-- WHAT THE TASK REQUIRES --
Quote the data below in full, please, without altering anything.

***** THE DATA *****

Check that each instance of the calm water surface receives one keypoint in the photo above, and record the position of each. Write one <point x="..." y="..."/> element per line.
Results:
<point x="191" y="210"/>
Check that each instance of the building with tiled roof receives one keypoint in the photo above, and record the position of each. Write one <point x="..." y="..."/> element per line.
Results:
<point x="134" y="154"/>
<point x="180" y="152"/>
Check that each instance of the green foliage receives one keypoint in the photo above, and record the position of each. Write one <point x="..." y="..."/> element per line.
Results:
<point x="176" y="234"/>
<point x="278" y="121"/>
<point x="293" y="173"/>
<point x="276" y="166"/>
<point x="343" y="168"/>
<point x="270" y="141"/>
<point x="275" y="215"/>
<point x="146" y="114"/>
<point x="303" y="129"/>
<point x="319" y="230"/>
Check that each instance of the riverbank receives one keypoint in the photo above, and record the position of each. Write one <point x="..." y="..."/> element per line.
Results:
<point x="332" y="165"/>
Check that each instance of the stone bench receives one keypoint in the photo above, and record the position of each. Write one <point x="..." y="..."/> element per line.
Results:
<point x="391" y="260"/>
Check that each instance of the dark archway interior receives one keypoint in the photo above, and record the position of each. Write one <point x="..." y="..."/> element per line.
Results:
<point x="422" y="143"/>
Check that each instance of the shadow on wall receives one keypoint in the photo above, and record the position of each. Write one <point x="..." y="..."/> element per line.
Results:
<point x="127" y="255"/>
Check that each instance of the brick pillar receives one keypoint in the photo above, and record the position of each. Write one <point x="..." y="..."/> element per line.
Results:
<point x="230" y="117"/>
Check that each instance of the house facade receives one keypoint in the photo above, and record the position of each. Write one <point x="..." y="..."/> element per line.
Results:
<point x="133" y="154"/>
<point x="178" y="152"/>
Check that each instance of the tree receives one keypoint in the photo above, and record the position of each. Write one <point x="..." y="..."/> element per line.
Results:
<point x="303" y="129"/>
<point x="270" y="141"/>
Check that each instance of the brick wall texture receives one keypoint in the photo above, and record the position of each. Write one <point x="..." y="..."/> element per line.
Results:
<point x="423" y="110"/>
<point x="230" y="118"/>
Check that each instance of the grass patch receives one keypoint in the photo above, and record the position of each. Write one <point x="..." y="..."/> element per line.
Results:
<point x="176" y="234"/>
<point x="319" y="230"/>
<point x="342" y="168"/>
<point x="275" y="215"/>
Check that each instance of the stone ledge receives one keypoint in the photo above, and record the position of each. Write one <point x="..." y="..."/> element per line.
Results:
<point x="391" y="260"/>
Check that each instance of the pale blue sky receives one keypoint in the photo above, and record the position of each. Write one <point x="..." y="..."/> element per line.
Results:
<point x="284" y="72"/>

*****

-- TASK RESULT --
Check that each instance of the calm water surface receives one keypoint in the photo above, and record the position of each. Write one <point x="..." y="..."/> element per line.
Results:
<point x="191" y="210"/>
Check that each instance of the building with tiled roof receives one keypoint in the photo above, and record the position of each. Write one <point x="..." y="..."/> element per line.
Results:
<point x="134" y="154"/>
<point x="180" y="152"/>
Check that each instance of the green foliage receives one keypoint in the photo above, and record the position of each. Write one <point x="..." y="..."/> element per line.
Results:
<point x="176" y="234"/>
<point x="278" y="121"/>
<point x="293" y="173"/>
<point x="276" y="166"/>
<point x="343" y="168"/>
<point x="270" y="141"/>
<point x="275" y="215"/>
<point x="146" y="114"/>
<point x="303" y="129"/>
<point x="319" y="230"/>
Check that each instance of the riverbank receives one keypoint in the photo above, and record the position of each. Write one <point x="..." y="..."/> element per line.
Results:
<point x="332" y="165"/>
Check that each instance of the stone bench receives one keypoint in the photo above, and record the position of each. Write one <point x="..." y="..."/> element per line.
Results:
<point x="391" y="260"/>
Check that each instance of the dark archway interior receives one keypoint in the photo above, and record the position of each. Write one <point x="..." y="..."/> element per line.
Results:
<point x="422" y="143"/>
Check that each instance of the shadow on wall receives one keypoint in the photo above, and record the position of each. Write one <point x="..." y="..."/> element per line.
Results:
<point x="127" y="255"/>
Check that each instance of the brick pillar receives one keypoint in the photo above, and record the position of each. Write one <point x="..." y="..."/> element per line.
Results:
<point x="230" y="117"/>
Check that each instance of the house facade receives one keypoint in the photo above, and record the position of each. Write one <point x="..." y="..."/> element per line.
Results:
<point x="133" y="154"/>
<point x="178" y="152"/>
Check that each instance of the tree receives one keypoint in the photo above, and record the position of each. Write one <point x="..." y="..."/> element per line.
Results:
<point x="303" y="129"/>
<point x="270" y="141"/>
Check that each instance of the brick wall texture receives one keypoint in the photo above, and record the position of each. Write one <point x="..." y="..."/> element per line.
Results:
<point x="423" y="110"/>
<point x="230" y="118"/>
Check that each instance of the grass patch receives one keypoint in the photo above, and record the position of each. Write one <point x="..." y="..."/> element per line.
Results:
<point x="176" y="234"/>
<point x="319" y="230"/>
<point x="342" y="168"/>
<point x="275" y="215"/>
Check that each instance of the stone ledge receives one keypoint in the photo above, and record the position of each. Write one <point x="..." y="..."/> element per line.
Results:
<point x="391" y="260"/>
Check that each instance of the pale blue sky receives one keypoint in the photo above, and record the position of each. Write one <point x="..." y="..."/> element per line.
Results:
<point x="284" y="72"/>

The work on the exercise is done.